* ÜBUNGSAUFGABEN:
(1) Wer wird im Text über Krieg und Kultur mit der Aussage zitiert, Kunst sei „eine Tochter der Freiheit“?
(2) Übertragen Sie aus dem Text über Krieg und Kultur die Passage von „Wer für die“ bis einschließlich „Waffen anstreben sollen.“ wortgetreu.
(3) Nennen Sie alle Bezeichnungen, die der Text über Krieg und Kultur der Kunst in Sätzen der Form „Kunst ist …“ oder „Sie ist …“ zuschreibt. Berücksichtigen Sie dabei nur Bezeichnungen mit einem Substantiv.

* GEZEIGTER TEXTAUSZUG:

______________________________

Der Krieg und die Kultur

Die Rolle der Künste in dieser Phase des Epochenbruchs

Was macht der Krieg in der Ukraine mit der Kunst? Oder präziser gefragt: Was macht er mit der Freiheit? Kunst ist „eine Tochter der Freiheit“, wie Friedrich Schiller formulierte. Sie ist Lebenselixier einer freien Gesellschaft, sichert ihr Überlebenskraft – aber sie braucht den Atem einer freien, weltoffenen Gesellschaft. Im Krieg leidet sie besonders. Russland hat jahrzehntelang die Erfahrung einer kommunistischen Gewaltherrschaft machen müssen. Unter Perestroika und Glasnost um 1990 konnte das Land wieder frei atmen. Es blühte auf – demokratisch und auch kulturell. Nach und nach wurden allerdings Kunst und Freiheit immer stärker unterdrückt. Kunst ist den Despoten eine Gefahr. Sie ist im weitesten Sinne politisch. Sie unterwirft sich nicht. Kunst ist ein gärendes, oft anstößiges Ferment, das die Gesellschaft vor Stillstand bewahrt, ihr die Überlebenskraft sichert, aber auch selbst vor den Versuchungen zur Unfreiheit geschützt werden muss. Sie ist eine empfindliche Pflanze.

 

Wer für die Freiheit kämpft, der kämpft auch für die Freiheit von Kunst und Kultur. Das tun die Ukrainer mit Mut und Opferbereitschaft. Sie wollen nicht unter das Joch des Putin-Regimes. Sie wollen ihre ukrainische Identität, die sich in Jahrhunderten der wechselvollen Beziehung zu den Russen herausgebildet hat, bewahren. Manche bei uns wollen ihrer Selbstverteidigung, ihrer Notwehr Grenzen setzen. Was ist das für eine bevormundende Arroganz, den Ukrainern jetzt vorschreiben zu wollen, wie viel Leid sie sich noch zumuten wollen und welchen Frieden sie mit welchen Waffen anstreben sollen.

______________________________

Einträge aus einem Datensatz
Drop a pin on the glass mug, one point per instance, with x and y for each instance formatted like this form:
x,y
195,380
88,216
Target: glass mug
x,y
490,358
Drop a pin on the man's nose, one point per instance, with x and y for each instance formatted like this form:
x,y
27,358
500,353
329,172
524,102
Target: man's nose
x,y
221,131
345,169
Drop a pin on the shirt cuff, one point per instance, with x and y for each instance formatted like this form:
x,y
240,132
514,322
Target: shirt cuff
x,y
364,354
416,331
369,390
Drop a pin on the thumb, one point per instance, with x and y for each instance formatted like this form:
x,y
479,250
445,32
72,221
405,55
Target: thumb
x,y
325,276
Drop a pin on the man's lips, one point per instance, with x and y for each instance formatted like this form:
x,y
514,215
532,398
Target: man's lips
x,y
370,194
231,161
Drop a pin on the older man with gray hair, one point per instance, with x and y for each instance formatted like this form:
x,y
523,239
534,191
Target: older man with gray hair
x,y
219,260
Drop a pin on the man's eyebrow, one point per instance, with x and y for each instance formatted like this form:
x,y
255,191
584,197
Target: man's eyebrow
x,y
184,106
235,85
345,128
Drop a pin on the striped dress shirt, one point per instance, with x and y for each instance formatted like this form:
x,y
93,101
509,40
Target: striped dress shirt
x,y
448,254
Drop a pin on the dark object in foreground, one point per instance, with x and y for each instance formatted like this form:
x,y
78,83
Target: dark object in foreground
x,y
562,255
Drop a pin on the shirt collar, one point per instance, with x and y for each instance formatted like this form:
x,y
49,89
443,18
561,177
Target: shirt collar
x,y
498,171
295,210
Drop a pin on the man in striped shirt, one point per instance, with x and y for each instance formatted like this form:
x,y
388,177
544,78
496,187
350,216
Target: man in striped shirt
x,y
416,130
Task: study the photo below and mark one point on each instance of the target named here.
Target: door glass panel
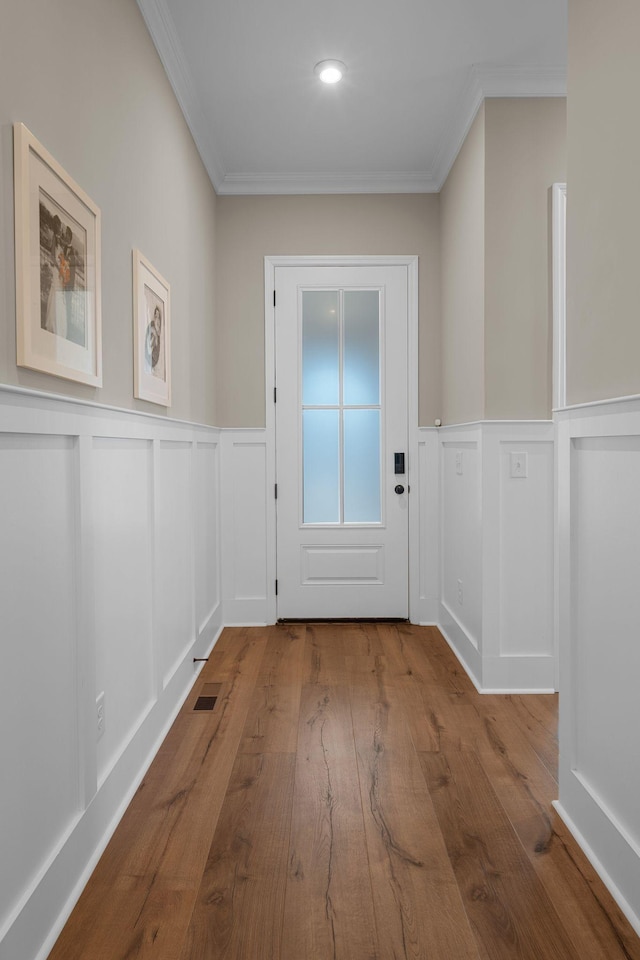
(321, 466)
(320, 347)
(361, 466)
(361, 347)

______________________________

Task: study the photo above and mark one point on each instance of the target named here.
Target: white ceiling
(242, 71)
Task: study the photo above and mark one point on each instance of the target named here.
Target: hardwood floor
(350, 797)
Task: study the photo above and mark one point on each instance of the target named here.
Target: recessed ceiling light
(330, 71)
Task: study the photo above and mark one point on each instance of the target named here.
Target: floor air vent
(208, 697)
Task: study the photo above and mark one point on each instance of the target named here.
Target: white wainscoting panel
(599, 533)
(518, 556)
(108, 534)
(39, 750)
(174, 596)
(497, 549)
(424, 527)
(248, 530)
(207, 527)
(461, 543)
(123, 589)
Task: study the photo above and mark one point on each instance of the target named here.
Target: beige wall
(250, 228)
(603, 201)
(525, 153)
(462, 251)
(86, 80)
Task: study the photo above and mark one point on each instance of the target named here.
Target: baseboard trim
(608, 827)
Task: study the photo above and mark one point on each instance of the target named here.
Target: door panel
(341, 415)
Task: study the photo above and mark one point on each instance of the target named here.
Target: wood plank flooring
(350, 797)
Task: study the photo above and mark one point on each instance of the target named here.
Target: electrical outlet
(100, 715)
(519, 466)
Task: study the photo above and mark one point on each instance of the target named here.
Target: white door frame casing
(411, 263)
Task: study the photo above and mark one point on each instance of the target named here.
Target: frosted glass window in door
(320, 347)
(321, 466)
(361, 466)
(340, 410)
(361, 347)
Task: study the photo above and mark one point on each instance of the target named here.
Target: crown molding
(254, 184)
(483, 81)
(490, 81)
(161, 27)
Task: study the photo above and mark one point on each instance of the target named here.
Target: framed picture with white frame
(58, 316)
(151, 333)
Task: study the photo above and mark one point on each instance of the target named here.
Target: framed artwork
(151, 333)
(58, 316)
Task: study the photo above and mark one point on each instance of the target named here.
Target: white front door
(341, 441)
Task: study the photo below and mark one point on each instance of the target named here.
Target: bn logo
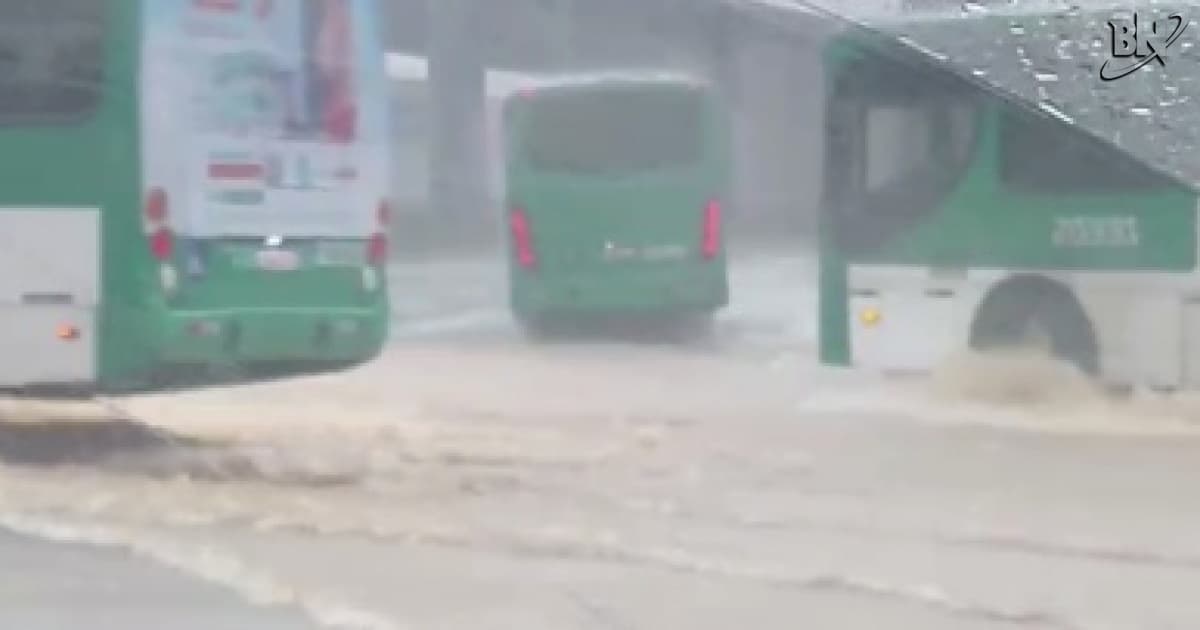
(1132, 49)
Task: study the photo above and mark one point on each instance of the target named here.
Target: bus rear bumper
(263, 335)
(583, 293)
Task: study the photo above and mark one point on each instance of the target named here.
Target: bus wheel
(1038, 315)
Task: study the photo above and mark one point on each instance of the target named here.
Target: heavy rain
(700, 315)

______________________________

* LÖSUNGEN:
(1) Friedrich Schiller

(2)
Wer für die Freiheit kämpft, der kämpft auch für die Freiheit von Kunst und Kultur. Das tun die Ukrainer mit Mut und Opferbereitschaft. Sie wollen nicht unter das Joch des Putin-Regimes. Sie wollen ihre ukrainische Identität, die sich in Jahrhunderten der wechselvollen Beziehung zu den Russen herausgebildet hat, bewahren. Manche bei uns wollen ihrer Selbstverteidigung, ihrer Notwehr Grenzen setzen. Was ist das für eine bevormundende Arroganz, den Ukrainern jetzt vorschreiben zu wollen, wie viel Leid sie sich noch zumuten wollen und welchen Frieden sie mit welchen Waffen anstreben sollen.

(3)
- eine Tochter der Freiheit
- Lebenselixier einer freien Gesellschaft
- den Despoten eine Gefahr
- ein gärendes, oft anstößiges Ferment
- eine empfindliche Pflanze